* Problem statement
In full and without alteration, write out the records.

* Dataset entries
== Segment start ==
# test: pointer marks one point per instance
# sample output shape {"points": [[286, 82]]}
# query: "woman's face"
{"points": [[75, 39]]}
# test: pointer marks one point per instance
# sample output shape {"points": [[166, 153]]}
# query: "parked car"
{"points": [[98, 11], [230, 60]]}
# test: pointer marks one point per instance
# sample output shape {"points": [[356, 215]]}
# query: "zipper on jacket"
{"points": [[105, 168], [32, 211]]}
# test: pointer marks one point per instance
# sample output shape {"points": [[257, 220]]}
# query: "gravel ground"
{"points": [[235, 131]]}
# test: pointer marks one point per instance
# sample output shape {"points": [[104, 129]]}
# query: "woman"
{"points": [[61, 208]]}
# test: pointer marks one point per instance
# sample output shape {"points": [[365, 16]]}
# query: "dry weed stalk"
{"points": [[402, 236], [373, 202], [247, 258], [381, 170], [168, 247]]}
== Segment end ==
* Exercise output
# test: pointer marks one point per instance
# sample output shape {"points": [[286, 82]]}
# query: "woman's face"
{"points": [[75, 39]]}
# test: pointer marks one point per instance
# sample output shape {"points": [[166, 153]]}
# query: "parked car"
{"points": [[98, 11], [230, 60]]}
# test: pointer marks one point per instance
# sample output shape {"points": [[356, 215]]}
# query: "zipper on jacket"
{"points": [[105, 168], [32, 211]]}
# test: pointer marks one point per instance
# sample output shape {"points": [[257, 220]]}
# query: "gravel ground"
{"points": [[235, 131]]}
# test: pointer marks one point per instance
# sample output shape {"points": [[104, 129]]}
# query: "woman"
{"points": [[61, 208]]}
# test: pointer marks one point per instance
# sample output shape {"points": [[365, 16]]}
# query: "dry weed stalk"
{"points": [[402, 236], [373, 202], [247, 258], [381, 170], [168, 247]]}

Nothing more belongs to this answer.